Pointing and labeling entries
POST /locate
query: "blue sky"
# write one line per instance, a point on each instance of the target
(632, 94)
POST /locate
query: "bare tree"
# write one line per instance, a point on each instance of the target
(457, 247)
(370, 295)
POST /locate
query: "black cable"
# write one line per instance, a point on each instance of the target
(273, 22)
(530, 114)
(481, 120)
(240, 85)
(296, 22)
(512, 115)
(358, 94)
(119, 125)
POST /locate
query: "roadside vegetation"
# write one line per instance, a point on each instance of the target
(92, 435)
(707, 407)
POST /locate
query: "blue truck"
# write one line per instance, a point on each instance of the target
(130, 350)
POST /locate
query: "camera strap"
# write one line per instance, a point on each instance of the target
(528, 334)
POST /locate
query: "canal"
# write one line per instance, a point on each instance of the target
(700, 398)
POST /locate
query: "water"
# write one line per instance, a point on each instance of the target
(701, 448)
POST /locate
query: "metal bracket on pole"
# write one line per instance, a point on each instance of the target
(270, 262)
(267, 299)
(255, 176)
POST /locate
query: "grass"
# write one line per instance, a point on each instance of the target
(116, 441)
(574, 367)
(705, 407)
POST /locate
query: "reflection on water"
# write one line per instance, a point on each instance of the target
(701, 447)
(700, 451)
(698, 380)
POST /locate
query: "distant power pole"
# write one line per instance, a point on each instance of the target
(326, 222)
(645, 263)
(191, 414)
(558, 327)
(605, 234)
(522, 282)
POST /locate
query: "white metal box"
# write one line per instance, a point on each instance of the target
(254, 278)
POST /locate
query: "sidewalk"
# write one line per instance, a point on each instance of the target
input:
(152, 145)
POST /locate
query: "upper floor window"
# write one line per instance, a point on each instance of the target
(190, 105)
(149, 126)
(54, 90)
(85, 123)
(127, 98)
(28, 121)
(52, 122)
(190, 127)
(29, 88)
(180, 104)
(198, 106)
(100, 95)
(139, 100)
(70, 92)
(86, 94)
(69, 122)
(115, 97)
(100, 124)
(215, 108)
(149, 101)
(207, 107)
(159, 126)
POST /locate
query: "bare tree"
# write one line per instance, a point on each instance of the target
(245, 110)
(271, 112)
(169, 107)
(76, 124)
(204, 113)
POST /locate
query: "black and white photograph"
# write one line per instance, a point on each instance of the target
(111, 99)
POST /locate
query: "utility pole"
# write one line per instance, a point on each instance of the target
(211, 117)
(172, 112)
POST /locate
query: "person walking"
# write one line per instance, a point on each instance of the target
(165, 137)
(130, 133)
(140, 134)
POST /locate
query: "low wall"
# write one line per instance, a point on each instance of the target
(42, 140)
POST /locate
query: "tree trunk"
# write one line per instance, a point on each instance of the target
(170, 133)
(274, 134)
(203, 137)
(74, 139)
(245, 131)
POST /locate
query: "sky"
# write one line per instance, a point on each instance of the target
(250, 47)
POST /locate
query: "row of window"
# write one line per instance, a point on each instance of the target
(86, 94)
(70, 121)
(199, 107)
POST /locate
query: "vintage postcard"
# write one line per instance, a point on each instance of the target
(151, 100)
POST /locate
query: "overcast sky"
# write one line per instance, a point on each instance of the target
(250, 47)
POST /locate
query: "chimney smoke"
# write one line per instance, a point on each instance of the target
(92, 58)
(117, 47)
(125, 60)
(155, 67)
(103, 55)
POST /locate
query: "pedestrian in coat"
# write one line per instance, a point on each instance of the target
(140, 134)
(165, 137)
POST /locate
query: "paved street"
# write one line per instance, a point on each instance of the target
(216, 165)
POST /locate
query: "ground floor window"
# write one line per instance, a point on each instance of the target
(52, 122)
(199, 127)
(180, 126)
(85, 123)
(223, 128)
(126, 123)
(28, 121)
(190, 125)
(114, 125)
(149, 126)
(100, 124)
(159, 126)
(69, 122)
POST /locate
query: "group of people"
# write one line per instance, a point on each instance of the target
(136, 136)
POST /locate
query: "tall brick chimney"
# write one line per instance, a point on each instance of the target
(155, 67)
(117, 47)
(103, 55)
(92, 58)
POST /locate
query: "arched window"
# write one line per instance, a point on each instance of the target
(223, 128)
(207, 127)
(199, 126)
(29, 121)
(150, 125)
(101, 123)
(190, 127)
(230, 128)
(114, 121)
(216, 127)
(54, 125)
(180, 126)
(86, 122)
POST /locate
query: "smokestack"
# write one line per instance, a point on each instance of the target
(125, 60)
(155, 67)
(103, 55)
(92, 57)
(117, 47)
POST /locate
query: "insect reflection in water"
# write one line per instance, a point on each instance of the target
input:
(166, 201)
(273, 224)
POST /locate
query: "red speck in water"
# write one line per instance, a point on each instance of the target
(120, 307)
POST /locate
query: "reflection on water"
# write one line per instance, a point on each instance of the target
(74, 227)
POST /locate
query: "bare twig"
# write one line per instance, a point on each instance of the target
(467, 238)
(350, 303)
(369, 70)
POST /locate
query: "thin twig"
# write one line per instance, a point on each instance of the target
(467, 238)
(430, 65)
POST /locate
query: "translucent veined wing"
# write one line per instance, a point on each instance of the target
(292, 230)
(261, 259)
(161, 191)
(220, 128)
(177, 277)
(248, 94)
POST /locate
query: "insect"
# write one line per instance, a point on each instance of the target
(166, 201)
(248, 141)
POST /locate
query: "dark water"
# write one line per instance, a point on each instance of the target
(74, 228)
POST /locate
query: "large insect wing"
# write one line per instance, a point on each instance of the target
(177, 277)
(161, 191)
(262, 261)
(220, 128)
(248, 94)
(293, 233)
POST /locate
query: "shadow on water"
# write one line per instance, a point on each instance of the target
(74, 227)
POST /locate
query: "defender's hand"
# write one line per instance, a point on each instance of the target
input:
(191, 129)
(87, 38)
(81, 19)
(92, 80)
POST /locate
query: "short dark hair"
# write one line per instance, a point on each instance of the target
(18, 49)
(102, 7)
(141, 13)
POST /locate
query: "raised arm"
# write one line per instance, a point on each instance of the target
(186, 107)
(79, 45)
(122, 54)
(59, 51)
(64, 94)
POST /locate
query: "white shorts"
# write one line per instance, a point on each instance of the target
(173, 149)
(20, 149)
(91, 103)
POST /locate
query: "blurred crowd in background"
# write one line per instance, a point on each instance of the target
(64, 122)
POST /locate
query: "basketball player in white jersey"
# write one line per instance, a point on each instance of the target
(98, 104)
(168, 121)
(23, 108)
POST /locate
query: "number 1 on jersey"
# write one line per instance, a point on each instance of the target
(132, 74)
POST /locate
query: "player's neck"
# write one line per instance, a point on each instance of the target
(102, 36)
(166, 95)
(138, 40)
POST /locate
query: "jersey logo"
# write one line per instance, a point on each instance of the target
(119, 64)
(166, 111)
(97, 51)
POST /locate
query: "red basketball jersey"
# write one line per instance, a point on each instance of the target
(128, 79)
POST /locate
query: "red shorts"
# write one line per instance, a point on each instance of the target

» PROBLEM STATEMENT: Each entry must be reproduced verbatim.

» SOLUTION TO THIS EXERCISE:
POST /locate
query: "blue sky"
# write one line per instance, a point on each instance of the target
(632, 94)
POST /locate
query: "bare tree"
# write one line per instance, a point on each instance of the target
(457, 247)
(370, 295)
POST /locate
query: "black cable"
# write one line per instance, a point on each instance of the target
(273, 22)
(530, 114)
(481, 120)
(240, 85)
(296, 22)
(512, 115)
(358, 94)
(119, 125)
POST /locate
query: "roadside vegetation"
# write one line per instance, a point on each instance of the target
(92, 435)
(707, 407)
POST /locate
query: "blue truck"
# write one line per instance, a point on each instance of the target
(130, 350)
POST /locate
query: "camera strap"
# write one line per instance, a point on each instance of the target
(528, 334)
POST /locate
query: "canal"
# write one line per instance, a point on each instance of the target
(700, 398)
POST /locate
query: "water"
# write one line per instance, a point on each instance of the target
(701, 448)
POST /locate
query: "metal bracket on pole"
# write one line per instance, a point on each instance of the target
(270, 262)
(267, 299)
(255, 176)
POST /locate
query: "grass"
# write one line per instance, a point on each instance of the target
(116, 441)
(574, 367)
(705, 407)
POST /locate
query: "reflection on water"
# write one line per instance, a point on each instance of the target
(701, 447)
(700, 451)
(698, 380)
POST /locate
query: "distant power pole"
# write one line per instance, a point on each instance of the target
(326, 222)
(645, 263)
(191, 414)
(558, 327)
(605, 234)
(522, 282)
POST /locate
query: "white metal box"
# write one line per instance, a point on each instance of the target
(254, 278)
POST /locate
query: "sidewalk"
# write one line per instance, a point on each instance of the target
input:
(152, 145)
POST /locate
query: "upper floor window"
# write one line per instance, a point on each instance of the target
(190, 105)
(149, 126)
(54, 90)
(85, 123)
(127, 98)
(28, 121)
(52, 122)
(190, 127)
(29, 88)
(180, 104)
(198, 106)
(100, 95)
(139, 100)
(70, 92)
(86, 94)
(69, 122)
(115, 97)
(100, 124)
(215, 108)
(149, 101)
(207, 107)
(159, 126)
POST /locate
query: "bare tree"
# write one line per instance, a point on each instance of the target
(245, 110)
(271, 112)
(169, 107)
(76, 124)
(204, 113)
POST /locate
query: "black and white photograph"
# write one line per instance, a point on each instance of the target
(111, 99)
POST /locate
query: "utility pole"
# write one line per instance, a point on each instance of the target
(211, 117)
(172, 112)
POST /locate
query: "person walking"
# write one line per instance, a point on each instance of the target
(165, 137)
(130, 133)
(140, 134)
POST /locate
query: "low wall"
# write one line per instance, a point on each instance of the target
(42, 140)
POST /locate
query: "tree trunk"
# write one line per instance, a point on each instance of the target
(170, 133)
(274, 134)
(203, 137)
(74, 139)
(245, 131)
POST /locate
query: "sky"
# write one line per instance, a point on each instance of the target
(250, 47)
POST /locate
query: "row of window"
# write one line per instance, a point on each instance of the target
(86, 94)
(70, 121)
(199, 107)
POST /locate
query: "vintage postcard"
# write one line per instance, a point on each instance of the target
(151, 100)
POST /locate
query: "overcast sky"
# write one line per instance, a point on each instance of the target
(250, 47)
POST /locate
query: "chimney smoke"
# write one line per instance, a point on each instance of the target
(92, 58)
(117, 47)
(125, 60)
(155, 67)
(103, 55)
POST /locate
query: "pedestrian in coat"
# write one line per instance, a point on each instance of the target
(140, 134)
(165, 137)
POST /locate
query: "paved street"
# write one line per instance, a point on each instance of the target
(216, 165)
POST /locate
query: "ground floor window"
# write one line per instance, a point on each instance of the target
(52, 122)
(199, 127)
(180, 126)
(85, 123)
(223, 128)
(126, 123)
(28, 121)
(190, 125)
(114, 125)
(149, 126)
(100, 124)
(159, 126)
(69, 122)
POST /locate
query: "group of people"
# write one line per instance, a point on each instance of the target
(136, 136)
POST /locate
query: "tall brick chimney"
# write one line per instance, a point on each instance of the target
(155, 67)
(117, 47)
(103, 55)
(92, 58)
POST /locate
query: "arched window"
# write one line per instance, a point on each instance of the target
(223, 128)
(207, 127)
(199, 126)
(29, 121)
(150, 125)
(101, 123)
(190, 127)
(230, 128)
(114, 121)
(216, 127)
(54, 125)
(180, 126)
(86, 122)
POST /locate
query: "smokestack"
# write one line per instance, a point on each instance of the target
(125, 60)
(155, 67)
(103, 55)
(92, 57)
(117, 47)
POST /locate
query: "insect reflection in water"
# write one line per instance, a point on each instance of the target
input:
(166, 201)
(273, 224)
POST /locate
query: "red speck in water"
# write one line per instance, a point on each instance of the target
(120, 307)
POST /locate
query: "reflection on water"
# write one line per instance, a point on each instance of the target
(74, 227)
POST /locate
query: "bare twig"
# write one line per instance, a point on each instance of the target
(467, 238)
(350, 303)
(369, 70)
POST /locate
query: "thin twig"
# write one line per instance, a point on each instance of the target
(467, 238)
(430, 65)
POST /locate
query: "translucent veined wing"
# write one line per instance, a point on each instance of the target
(292, 230)
(261, 259)
(161, 191)
(220, 128)
(177, 277)
(248, 94)
POST /locate
query: "insect"
# write one line per instance, a point on each instance of the target
(166, 201)
(248, 141)
POST /locate
query: "dark water"
# write one line per instance, a point on each instance of the target
(74, 228)
POST /locate
query: "large insect wing"
# write one line per instance, a point on each instance of the target
(177, 277)
(161, 191)
(262, 261)
(220, 128)
(248, 94)
(293, 233)
POST /locate
query: "shadow on water"
# write one line per instance, a point on each instance of the target
(74, 227)
POST /locate
query: "defender's hand"
# write one line per instance, a point on each instance of the target
input:
(191, 129)
(87, 38)
(81, 19)
(92, 80)
POST /locate
query: "short dark hair"
# write one line per instance, a point on each instance of the target
(18, 49)
(102, 7)
(141, 13)
POST /locate
query: "raised arm"
# write one line per instance, a point on each instance of the target
(186, 107)
(79, 45)
(122, 54)
(59, 51)
(64, 94)
POST /locate
query: "white shorts"
# write one line per instance, a point on each instance of the target
(173, 149)
(20, 149)
(91, 103)
POST /locate
query: "blurred crowd in background"
# write one line per instance, a point on each instance of the target
(64, 122)
POST /locate
query: "basketball player in white jersey"
# write one line per instance, a point on each instance of the target
(98, 104)
(168, 121)
(23, 108)
POST /locate
query: "number 1 on jersey"
# write one line per instance, a point on each instance of the target
(132, 74)
POST /locate
query: "player's neck"
# write one line per instance, a point on each instance of the target
(102, 36)
(166, 95)
(138, 40)
POST /locate
query: "jersey logo"
# write one line per instance, a point on each instance of the target
(119, 64)
(166, 111)
(97, 51)
POST /locate
query: "red basketball jersey"
# write one line per instance, a point on each instance of the target
(128, 79)
POST /locate
query: "red shorts"
# write one line per instance, a point on each instance of the target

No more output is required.